Output every record verbatim, and omit each picture.

===== PROVIDED RECORDS

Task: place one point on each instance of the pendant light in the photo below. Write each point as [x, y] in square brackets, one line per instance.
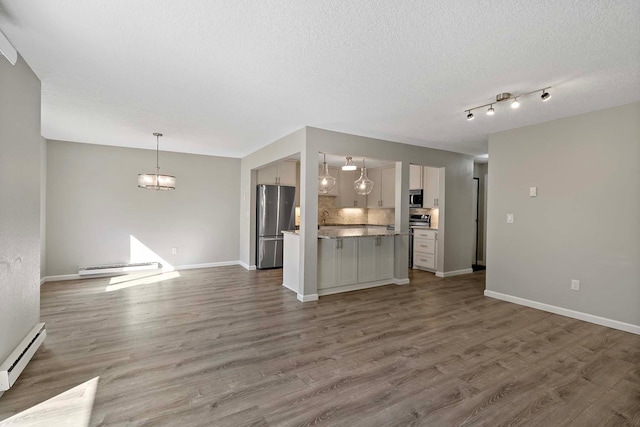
[349, 166]
[363, 185]
[325, 181]
[156, 181]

==========

• _ANSWER TO THIS EXERCISE_:
Task: place one point on each instance of the pendant light in the photo below. Write each point as [x, y] in square brackets, one line per instance.
[349, 166]
[363, 185]
[325, 181]
[156, 181]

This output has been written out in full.